The task — Switch each "mask" in the records below to "segmentation" and write out all their lines again with nothing else changed, leaving out the pictures.

╔══

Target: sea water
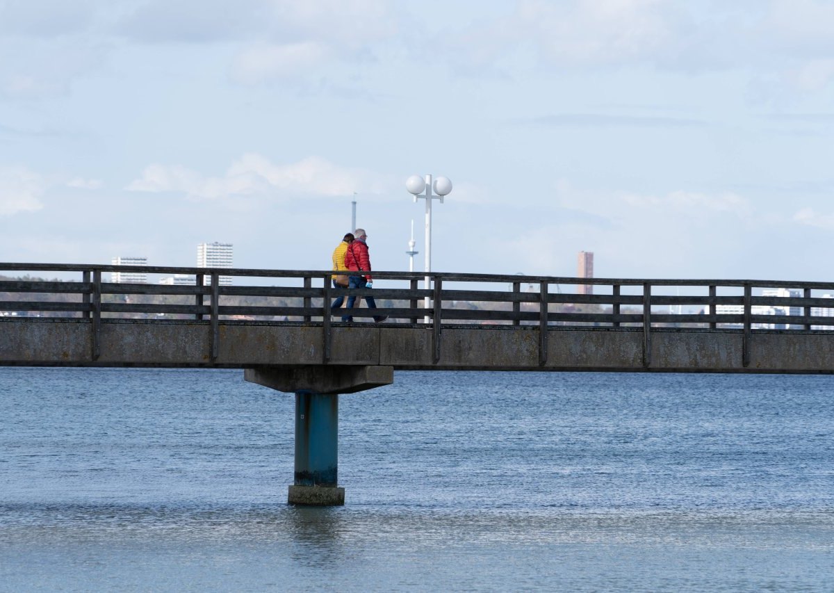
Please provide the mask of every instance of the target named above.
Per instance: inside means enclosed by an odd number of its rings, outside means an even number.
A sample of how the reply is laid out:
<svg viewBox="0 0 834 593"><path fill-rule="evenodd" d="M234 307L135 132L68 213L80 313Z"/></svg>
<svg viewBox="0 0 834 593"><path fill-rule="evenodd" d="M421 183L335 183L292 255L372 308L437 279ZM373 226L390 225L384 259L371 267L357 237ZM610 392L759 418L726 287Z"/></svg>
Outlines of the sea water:
<svg viewBox="0 0 834 593"><path fill-rule="evenodd" d="M0 369L0 590L831 591L832 394L397 372L340 396L317 509L240 370Z"/></svg>

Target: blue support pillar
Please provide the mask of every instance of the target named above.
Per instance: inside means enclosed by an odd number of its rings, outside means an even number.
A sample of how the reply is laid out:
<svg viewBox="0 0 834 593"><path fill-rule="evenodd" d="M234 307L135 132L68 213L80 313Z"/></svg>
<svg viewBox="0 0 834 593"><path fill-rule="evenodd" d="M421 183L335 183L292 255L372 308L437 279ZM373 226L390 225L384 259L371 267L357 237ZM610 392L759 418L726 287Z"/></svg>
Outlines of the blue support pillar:
<svg viewBox="0 0 834 593"><path fill-rule="evenodd" d="M295 392L295 476L291 505L339 505L339 394Z"/></svg>

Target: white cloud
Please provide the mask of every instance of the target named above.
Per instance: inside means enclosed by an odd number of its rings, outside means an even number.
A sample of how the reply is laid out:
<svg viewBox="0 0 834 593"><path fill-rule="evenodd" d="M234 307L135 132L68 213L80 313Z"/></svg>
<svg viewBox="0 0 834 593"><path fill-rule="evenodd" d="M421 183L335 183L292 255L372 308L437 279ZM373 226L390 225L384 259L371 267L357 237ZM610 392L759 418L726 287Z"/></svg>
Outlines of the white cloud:
<svg viewBox="0 0 834 593"><path fill-rule="evenodd" d="M801 224L834 230L834 214L821 214L811 208L798 210L793 219Z"/></svg>
<svg viewBox="0 0 834 593"><path fill-rule="evenodd" d="M330 48L308 41L288 45L259 44L241 51L232 62L231 78L242 84L303 74L329 59Z"/></svg>
<svg viewBox="0 0 834 593"><path fill-rule="evenodd" d="M259 154L249 153L232 163L222 177L205 177L179 165L152 164L129 191L178 192L196 199L239 196L344 196L354 191L380 193L387 187L381 176L335 165L320 157L275 164Z"/></svg>
<svg viewBox="0 0 834 593"><path fill-rule="evenodd" d="M67 182L67 187L79 189L100 189L103 185L101 179L85 179L83 177L76 177Z"/></svg>
<svg viewBox="0 0 834 593"><path fill-rule="evenodd" d="M732 192L708 194L678 190L665 196L622 193L620 199L630 207L676 210L691 216L727 213L741 218L751 214L750 203Z"/></svg>
<svg viewBox="0 0 834 593"><path fill-rule="evenodd" d="M23 167L0 167L0 216L35 212L46 184L40 175Z"/></svg>

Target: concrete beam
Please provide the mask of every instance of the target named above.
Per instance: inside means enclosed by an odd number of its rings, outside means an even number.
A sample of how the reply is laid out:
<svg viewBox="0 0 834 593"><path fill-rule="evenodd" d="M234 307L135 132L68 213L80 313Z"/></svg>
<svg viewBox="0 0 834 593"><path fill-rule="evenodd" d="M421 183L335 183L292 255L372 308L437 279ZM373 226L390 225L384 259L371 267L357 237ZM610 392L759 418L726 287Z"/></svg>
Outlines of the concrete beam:
<svg viewBox="0 0 834 593"><path fill-rule="evenodd" d="M393 366L320 364L244 369L244 379L278 391L352 394L394 383Z"/></svg>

╚══

Output —
Target: sea water
Please provide the segmentation of every instance of the target named above.
Per instance: inside means enclosed by an odd number of its rings, outside means an even number.
A sample of how the reply is laid out:
<svg viewBox="0 0 834 593"><path fill-rule="evenodd" d="M234 307L135 132L68 213L80 313Z"/></svg>
<svg viewBox="0 0 834 593"><path fill-rule="evenodd" d="M421 183L335 183L292 255L372 308L437 279ZM373 226L390 225L384 259L371 267L357 237ZM610 392L759 418L726 287Z"/></svg>
Outlines of the sea water:
<svg viewBox="0 0 834 593"><path fill-rule="evenodd" d="M0 369L0 590L831 591L832 394L397 372L340 396L317 509L240 370Z"/></svg>

Target: blue support pillar
Please provide the segmentation of every instance of the target named above.
Per instance: inside means enclosed by an odd number of its rings, outside means an even number.
A sample of how the reply is laid out:
<svg viewBox="0 0 834 593"><path fill-rule="evenodd" d="M234 307L135 132L68 213L80 313Z"/></svg>
<svg viewBox="0 0 834 593"><path fill-rule="evenodd" d="M421 183L335 183L292 255L372 308L437 279ZM373 226L390 225L384 259L371 267L357 237ZM610 392L759 418L726 287Z"/></svg>
Outlines of the blue support pillar:
<svg viewBox="0 0 834 593"><path fill-rule="evenodd" d="M295 392L295 476L291 505L339 505L339 394Z"/></svg>

Target: white cloud
Please provide the segmentation of every instance of the target named above.
Per instance: inside means enclosed by an odd number of its rings, outside means an even number.
A sample of how the reply is laid out:
<svg viewBox="0 0 834 593"><path fill-rule="evenodd" d="M234 307L135 132L68 213L80 313Z"/></svg>
<svg viewBox="0 0 834 593"><path fill-rule="evenodd" d="M421 183L335 183L292 255L372 308L437 279ZM373 226L390 225L384 259L371 267L357 237ZM610 392L759 418L726 287Z"/></svg>
Outlines of the white cloud:
<svg viewBox="0 0 834 593"><path fill-rule="evenodd" d="M801 224L834 230L834 214L821 214L811 208L798 210L793 219Z"/></svg>
<svg viewBox="0 0 834 593"><path fill-rule="evenodd" d="M330 48L308 41L288 45L259 44L241 51L232 62L231 78L242 84L303 74L329 59Z"/></svg>
<svg viewBox="0 0 834 593"><path fill-rule="evenodd" d="M259 154L249 153L232 163L222 177L205 177L179 165L152 164L129 191L178 192L196 199L239 196L344 196L354 191L380 193L387 187L381 176L335 165L320 157L275 164Z"/></svg>
<svg viewBox="0 0 834 593"><path fill-rule="evenodd" d="M67 182L67 187L79 189L100 189L103 185L101 179L85 179L83 177L76 177Z"/></svg>
<svg viewBox="0 0 834 593"><path fill-rule="evenodd" d="M732 192L708 194L678 190L665 196L622 193L620 199L630 207L676 210L691 216L727 213L741 218L751 214L750 203Z"/></svg>
<svg viewBox="0 0 834 593"><path fill-rule="evenodd" d="M23 167L0 167L0 216L35 212L46 184L40 175Z"/></svg>

Target: concrete beam
Please provide the segmentation of every instance of the target named above.
Per instance: inside means enclosed by an odd number of its rings, outside means an even number.
A sample of how the reply is laid out:
<svg viewBox="0 0 834 593"><path fill-rule="evenodd" d="M234 307L135 132L68 213L80 313Z"/></svg>
<svg viewBox="0 0 834 593"><path fill-rule="evenodd" d="M421 183L335 183L292 255L372 308L437 279ZM373 226L390 225L384 259L371 267L357 237ZM610 392L759 418L726 287Z"/></svg>
Outlines of the concrete beam:
<svg viewBox="0 0 834 593"><path fill-rule="evenodd" d="M393 366L320 364L244 369L244 379L278 391L352 394L394 383Z"/></svg>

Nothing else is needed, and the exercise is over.